▸ What you should do:
What is the title of the episode discussed in the Mad Men episode review?

#### Text provided ####

At this point, saying Mad Men stepped up their game is redundant and superfluous. I mean, at a certain point Mad Men becomes this skyscraper just towering over every other building downtown. Which brings me to the quote of the evening (so spoilers begin here if you’re the skittish type):
“She was born in 1898 in a barn, she died on the 37th floor of a skyscraper, she’s an astronaut.”
I won’t say who died, or who the quote comes from, so it’s not a complete spoiler, more one of those “scoops” Entertainment Weekly likes to band about. The episode itself feels at a crossroads. On the one hand we have the title, The Beautiful Girls, and the episode makes a point of explaining exactly who those girls are. Peggy Olsen, Joan Harris, and Dr. Faye Miller all get to push forward their narrative threads this week.
At the same time, yeah this isn’t going to work without spoilers, Don’s secretary Ida Blackenship, remember how it was revealed in Roger Sterling’s biography that they were an item at one point (ep 407 – The Suitcase) well one can imagine that something happening to Ida would cause the old guard of Sterling and Cooper to contemplate their own mortality.
Peggy’s journey has always been about women’s progression in the workplace, but while up to this point it’s been about Peggy’s exceptionality, the show takes a bit of a step back this week to show the world around Peggy. Her friend Joyce, who looked to be in pursuit of Peggy and obviously still has the hots for her (as evidenced by licking the side of her face) this week serves as a catalyst for Peggy questioning just about everything. Joyce brings Abe Drexler, the guy Peggy met at the party Joyce took her to, to a bar to reconnect with Peggy. Like a good pseudo intellectual artist hanging out in Manhattan but originally from Brooklyn, Abe is super upset about the plight of the negroes and thinks capitalism is just a hairs breath from being overthrown, that a revolution could happen in America at any point.
Peggy’s not buying his tripe, but he does get one earworm to stick with Peggy. Why would her firm represent a client who refuses to hire black people? Peggy stands by her firms role, even so far as to say that doing Goldwater’s campaign would have been a great challenge. From her perspective, advertisers are in a position to change a companies values. In a way they are, when it comes to updating what consumers want, but it’s harder to speak for a consumer’s shifting values, especially when it comes to a very tumultuous time in the South.
But at the bar, her reaction is to tell Abe that many of the things black people can’t do she can’t do either. She’s not allowed into the country clubs and gentlemen’s clubs where many if not most business deals are being made. Abe makes a patronizing comment about “maybe we’ll have a civil rights march for women” but basically Abe concludes that since there isn’t violence being used against women (which is completely absurd, domestic violence is still a problem in America) to stop them from participating in society, then women didn’t have it so bad.

#### Stored data ####

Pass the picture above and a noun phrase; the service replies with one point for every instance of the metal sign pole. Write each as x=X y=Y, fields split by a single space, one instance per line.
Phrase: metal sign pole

####

▸ Solution:
The Beautiful Girls